Fragen ▸
1. Beantworten Sie zum Lesetext über die Muschelzucht in der Kenmare-Bucht die folgenden Fragen:
(a) Welche Meeresfrüchte wachsen in der Kenmare-Bucht heran?
(b) In welchem Teil Irlands liegt die Kenmare-Bucht?
(c) Wovon sind die tiefen Gewässer laut Harrington geschützt?
2. Fahren Sie mit dem Lesetext über die Muschelzucht in der Kenmare-Bucht nach seinem letzten Satz fort.

Lesetext ▸
......

John Harrington leitet in Irland eine Zuchtanlage für Meeresfrüchte. In der Kenmare-Bucht im Südwesten des Landes wachsen Muscheln, Austern und Periwinkels heran. Der Betrieb ist eigener Aussage nach Irlands „erster Hersteller für Bio-Miesmuscheln aus Hängekultur".

„Dieses Gebiet mit seinen Eiszeittälern ist einzigartig. Man hat sehr tiefe Gewässer, die von Bergen geschützt sind. Das ist äußerst günstig für in das Wasser eingelassene Aquakulturen", sagt Harrington.

......

Einträge des Datensatzes
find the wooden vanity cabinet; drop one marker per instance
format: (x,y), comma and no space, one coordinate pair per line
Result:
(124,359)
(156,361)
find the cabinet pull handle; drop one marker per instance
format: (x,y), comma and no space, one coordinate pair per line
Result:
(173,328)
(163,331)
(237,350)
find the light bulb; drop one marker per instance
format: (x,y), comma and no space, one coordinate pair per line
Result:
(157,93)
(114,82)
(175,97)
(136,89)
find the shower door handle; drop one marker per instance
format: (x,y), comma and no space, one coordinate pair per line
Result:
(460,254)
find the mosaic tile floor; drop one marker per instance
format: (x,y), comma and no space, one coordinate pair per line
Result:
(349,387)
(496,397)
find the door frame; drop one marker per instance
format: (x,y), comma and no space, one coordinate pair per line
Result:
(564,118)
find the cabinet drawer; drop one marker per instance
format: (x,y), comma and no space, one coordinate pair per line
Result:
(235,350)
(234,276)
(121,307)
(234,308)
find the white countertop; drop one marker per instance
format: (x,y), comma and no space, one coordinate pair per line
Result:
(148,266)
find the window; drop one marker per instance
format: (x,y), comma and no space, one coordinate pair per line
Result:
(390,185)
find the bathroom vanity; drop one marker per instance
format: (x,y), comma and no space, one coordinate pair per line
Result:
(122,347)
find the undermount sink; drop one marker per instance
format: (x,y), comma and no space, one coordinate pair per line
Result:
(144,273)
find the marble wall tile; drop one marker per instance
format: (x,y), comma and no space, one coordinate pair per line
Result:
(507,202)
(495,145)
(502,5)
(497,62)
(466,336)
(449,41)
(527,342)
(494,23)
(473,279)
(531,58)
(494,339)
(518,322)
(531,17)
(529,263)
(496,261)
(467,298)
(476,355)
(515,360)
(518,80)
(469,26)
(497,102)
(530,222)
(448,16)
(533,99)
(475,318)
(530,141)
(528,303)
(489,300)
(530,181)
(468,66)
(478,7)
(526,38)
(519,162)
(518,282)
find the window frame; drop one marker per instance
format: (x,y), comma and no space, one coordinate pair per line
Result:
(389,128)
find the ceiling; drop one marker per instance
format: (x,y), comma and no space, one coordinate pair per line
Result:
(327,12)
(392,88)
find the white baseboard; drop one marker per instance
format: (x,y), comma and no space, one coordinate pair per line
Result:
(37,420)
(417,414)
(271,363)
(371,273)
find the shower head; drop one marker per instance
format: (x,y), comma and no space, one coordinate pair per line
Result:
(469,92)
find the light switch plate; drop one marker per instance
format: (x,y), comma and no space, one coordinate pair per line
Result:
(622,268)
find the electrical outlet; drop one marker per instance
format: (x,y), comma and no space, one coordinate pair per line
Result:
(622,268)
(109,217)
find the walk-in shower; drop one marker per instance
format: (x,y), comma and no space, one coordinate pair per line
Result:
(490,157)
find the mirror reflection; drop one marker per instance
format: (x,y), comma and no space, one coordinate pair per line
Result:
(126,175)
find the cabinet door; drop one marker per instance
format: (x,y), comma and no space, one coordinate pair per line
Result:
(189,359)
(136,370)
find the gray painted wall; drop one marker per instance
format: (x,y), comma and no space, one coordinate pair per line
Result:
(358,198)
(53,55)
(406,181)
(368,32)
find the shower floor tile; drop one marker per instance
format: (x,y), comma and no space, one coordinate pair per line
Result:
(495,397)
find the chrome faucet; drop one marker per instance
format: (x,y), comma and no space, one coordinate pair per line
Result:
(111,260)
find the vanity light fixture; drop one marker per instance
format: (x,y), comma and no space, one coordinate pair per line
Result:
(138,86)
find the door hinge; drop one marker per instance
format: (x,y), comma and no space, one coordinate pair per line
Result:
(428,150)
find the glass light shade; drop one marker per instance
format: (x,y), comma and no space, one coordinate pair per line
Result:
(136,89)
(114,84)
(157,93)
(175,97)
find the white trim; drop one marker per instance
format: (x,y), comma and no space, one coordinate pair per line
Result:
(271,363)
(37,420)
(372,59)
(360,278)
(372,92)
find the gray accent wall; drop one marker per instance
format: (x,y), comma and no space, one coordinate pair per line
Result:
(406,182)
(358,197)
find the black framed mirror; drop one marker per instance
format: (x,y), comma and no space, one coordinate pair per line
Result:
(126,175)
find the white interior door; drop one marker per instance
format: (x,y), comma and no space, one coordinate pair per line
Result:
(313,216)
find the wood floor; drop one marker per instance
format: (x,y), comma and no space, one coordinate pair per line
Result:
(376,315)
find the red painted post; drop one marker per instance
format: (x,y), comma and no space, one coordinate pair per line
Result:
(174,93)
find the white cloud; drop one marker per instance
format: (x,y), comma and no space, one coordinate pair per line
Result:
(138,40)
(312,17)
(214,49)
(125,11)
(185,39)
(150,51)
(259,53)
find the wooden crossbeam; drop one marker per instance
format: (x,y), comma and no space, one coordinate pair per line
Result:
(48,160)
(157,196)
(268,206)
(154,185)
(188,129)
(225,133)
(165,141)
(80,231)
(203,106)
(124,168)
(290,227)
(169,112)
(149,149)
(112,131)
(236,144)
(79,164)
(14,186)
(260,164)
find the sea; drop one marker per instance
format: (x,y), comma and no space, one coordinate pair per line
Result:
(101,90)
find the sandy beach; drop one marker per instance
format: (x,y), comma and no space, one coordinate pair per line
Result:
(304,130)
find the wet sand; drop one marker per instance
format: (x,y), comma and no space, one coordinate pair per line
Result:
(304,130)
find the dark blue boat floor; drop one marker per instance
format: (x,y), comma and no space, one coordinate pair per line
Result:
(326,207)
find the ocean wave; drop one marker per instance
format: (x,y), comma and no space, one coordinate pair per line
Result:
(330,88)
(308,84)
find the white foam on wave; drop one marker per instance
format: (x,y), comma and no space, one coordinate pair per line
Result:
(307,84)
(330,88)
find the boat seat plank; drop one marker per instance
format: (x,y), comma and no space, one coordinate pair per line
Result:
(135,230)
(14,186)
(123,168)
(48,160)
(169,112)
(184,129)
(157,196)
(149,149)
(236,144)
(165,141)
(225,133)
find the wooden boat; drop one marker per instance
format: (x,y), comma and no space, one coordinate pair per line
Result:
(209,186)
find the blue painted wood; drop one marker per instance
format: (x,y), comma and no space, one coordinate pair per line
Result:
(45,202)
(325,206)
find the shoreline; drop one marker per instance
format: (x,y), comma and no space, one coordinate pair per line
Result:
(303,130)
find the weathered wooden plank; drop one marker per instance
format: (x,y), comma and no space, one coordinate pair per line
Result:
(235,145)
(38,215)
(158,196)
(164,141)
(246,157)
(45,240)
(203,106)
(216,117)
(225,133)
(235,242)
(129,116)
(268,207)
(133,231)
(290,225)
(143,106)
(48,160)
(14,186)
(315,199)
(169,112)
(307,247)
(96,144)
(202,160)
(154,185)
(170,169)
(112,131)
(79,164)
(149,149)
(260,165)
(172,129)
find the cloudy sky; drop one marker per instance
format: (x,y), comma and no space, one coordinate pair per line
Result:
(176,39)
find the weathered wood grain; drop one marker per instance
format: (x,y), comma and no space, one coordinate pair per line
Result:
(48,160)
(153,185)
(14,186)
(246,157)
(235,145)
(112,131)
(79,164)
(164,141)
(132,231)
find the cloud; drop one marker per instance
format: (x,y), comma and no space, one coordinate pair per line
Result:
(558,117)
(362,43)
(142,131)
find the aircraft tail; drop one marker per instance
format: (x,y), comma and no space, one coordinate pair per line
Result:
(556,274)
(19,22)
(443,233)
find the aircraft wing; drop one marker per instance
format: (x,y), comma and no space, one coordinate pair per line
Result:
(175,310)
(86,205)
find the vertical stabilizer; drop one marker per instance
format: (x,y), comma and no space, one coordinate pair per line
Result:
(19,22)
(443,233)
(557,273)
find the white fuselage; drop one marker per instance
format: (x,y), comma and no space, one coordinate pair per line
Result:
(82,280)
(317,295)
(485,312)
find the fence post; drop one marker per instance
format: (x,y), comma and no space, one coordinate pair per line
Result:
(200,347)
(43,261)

......

Ergebnisse ▸
1.
(a) Muscheln, Austern und Periwinkels
(b) Im Südwesten des Landes
(c) Von Bergen

2.
Weitere Informationen zum Betrieb: https://www.kush.ie/de

Muscheln wachsen an Seilen

Die Meeresfrüchte wachsen in einer Zuchtanlage heran. Ende der 1980er Jahre begannen John Harrington und sein Bruder mit der Muschelzucht. Eigentlich sind die Brüder Lehrer. Mittlerweile gehört der Familienbetrieb im Südwesten Irlands zu den landesweit führenden in diesem Wirtschaftszweig. Ihre Muscheln wachsen an Seilen. Harrington: „Manche Leute haben den Eindruck, da es sich um eine Zuchtanlage handelt, sei das nicht natürlich. Die Wahrheit könnte von dieser Aussage nicht weiter entfernt sein."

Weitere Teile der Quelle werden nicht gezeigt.